== DATASET EXTRACT
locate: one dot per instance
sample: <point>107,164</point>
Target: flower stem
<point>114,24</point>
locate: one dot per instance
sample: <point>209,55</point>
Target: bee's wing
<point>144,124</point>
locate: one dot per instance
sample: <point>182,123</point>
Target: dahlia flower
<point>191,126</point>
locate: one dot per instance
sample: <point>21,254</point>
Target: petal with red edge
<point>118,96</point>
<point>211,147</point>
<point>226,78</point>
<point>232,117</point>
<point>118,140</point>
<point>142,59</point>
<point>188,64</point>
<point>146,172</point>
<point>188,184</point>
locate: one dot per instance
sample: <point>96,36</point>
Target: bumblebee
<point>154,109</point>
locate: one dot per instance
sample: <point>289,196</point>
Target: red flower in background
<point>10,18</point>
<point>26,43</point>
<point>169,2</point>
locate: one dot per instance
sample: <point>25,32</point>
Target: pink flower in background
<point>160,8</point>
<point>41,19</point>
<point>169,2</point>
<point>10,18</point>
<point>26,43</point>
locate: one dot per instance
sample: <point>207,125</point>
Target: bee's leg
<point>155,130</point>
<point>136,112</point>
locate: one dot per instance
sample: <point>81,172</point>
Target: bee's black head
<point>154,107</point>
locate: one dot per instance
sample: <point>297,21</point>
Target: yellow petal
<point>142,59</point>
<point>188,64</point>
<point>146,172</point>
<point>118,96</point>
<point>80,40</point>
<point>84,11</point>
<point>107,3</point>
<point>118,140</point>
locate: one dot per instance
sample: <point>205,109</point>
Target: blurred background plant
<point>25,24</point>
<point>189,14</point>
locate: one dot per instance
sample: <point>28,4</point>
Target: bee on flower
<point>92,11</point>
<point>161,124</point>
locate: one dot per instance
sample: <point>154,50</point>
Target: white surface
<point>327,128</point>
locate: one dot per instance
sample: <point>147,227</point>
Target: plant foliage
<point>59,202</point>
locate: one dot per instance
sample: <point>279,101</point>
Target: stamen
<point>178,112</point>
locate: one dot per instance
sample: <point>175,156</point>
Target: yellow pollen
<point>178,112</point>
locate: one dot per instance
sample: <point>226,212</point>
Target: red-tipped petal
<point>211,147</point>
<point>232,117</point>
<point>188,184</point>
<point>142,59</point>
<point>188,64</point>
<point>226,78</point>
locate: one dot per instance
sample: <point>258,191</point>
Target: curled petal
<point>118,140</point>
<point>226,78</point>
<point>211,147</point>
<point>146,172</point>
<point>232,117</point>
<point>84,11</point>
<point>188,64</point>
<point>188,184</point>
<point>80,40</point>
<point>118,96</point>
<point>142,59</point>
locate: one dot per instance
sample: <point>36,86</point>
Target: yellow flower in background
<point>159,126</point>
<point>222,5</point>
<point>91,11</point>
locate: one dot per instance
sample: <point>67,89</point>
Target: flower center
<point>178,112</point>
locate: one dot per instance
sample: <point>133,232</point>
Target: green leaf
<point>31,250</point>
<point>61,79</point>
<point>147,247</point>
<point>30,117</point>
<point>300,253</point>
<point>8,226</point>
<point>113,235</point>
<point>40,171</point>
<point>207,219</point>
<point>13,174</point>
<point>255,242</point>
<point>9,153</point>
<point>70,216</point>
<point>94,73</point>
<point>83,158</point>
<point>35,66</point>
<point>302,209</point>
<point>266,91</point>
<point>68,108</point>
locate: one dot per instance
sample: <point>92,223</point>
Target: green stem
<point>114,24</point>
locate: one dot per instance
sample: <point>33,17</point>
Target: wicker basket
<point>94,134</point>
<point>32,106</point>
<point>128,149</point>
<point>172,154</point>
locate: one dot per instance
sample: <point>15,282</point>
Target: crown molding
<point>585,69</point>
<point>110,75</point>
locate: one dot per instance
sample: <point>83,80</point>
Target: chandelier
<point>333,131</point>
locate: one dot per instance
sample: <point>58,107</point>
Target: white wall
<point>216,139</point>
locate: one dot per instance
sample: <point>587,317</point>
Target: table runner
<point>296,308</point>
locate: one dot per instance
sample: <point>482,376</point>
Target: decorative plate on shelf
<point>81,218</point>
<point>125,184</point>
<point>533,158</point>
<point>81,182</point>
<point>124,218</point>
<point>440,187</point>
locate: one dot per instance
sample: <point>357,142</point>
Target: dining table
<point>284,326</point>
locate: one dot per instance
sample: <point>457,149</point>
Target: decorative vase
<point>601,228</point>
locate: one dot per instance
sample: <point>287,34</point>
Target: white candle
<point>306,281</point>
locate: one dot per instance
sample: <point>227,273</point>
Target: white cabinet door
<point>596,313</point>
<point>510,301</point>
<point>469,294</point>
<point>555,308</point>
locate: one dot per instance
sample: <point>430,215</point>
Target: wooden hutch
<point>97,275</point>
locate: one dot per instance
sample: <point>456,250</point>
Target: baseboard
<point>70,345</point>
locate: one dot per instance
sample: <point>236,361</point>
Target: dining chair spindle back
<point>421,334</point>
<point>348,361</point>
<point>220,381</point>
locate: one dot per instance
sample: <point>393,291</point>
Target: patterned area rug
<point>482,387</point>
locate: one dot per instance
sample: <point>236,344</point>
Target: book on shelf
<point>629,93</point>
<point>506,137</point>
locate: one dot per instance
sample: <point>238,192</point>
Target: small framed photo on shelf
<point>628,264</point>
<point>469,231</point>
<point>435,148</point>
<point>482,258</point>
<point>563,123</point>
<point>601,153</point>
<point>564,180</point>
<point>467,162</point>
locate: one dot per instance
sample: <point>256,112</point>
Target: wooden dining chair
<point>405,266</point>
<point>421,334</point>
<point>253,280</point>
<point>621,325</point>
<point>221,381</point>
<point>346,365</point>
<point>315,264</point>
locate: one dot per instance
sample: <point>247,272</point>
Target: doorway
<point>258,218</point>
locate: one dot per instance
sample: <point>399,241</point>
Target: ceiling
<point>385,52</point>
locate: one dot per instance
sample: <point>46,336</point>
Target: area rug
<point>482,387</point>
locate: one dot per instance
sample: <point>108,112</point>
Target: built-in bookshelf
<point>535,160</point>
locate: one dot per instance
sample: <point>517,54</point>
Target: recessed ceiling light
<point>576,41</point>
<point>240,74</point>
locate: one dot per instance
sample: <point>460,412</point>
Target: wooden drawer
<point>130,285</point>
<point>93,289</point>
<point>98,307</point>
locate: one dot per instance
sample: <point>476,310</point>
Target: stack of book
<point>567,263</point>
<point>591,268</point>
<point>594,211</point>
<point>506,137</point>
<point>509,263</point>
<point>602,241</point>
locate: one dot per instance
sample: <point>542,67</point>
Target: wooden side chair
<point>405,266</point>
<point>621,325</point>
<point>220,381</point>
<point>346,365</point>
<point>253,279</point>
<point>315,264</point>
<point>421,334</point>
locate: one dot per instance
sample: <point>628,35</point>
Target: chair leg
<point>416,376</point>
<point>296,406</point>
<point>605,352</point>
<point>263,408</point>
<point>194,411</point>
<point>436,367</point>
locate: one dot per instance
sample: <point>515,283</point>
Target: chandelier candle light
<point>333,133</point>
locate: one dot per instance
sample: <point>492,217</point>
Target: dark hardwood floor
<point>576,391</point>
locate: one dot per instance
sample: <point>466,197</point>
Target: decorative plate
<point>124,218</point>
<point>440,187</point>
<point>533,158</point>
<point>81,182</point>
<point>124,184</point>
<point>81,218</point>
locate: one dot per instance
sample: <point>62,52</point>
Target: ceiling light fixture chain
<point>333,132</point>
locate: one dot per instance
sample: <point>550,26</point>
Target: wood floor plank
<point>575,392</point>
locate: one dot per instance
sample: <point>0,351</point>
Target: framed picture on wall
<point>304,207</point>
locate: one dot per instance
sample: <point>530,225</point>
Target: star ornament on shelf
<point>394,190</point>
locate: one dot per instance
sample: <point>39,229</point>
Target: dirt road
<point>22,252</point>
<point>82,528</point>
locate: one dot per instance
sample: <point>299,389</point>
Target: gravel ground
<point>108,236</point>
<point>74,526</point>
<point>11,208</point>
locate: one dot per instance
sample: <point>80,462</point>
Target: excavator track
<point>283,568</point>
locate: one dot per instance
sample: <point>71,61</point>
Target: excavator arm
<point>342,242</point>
====
From the records above, repeat exactly the lines from the one with "sample: <point>587,317</point>" through the one with "sample: <point>227,273</point>", both included.

sample: <point>587,317</point>
Target: table runner
<point>296,308</point>
locate: one dot per instance
sample: <point>482,376</point>
Target: decorative plate on shelf
<point>81,218</point>
<point>125,184</point>
<point>533,158</point>
<point>81,182</point>
<point>124,218</point>
<point>440,187</point>
locate: one dot per instance
sample: <point>357,142</point>
Target: dining table
<point>284,326</point>
locate: one dot per instance
sample: <point>457,149</point>
Target: decorative vase
<point>601,228</point>
locate: one dot per instance
sample: <point>287,34</point>
Target: white candle
<point>306,281</point>
locate: one dot per instance
sample: <point>227,273</point>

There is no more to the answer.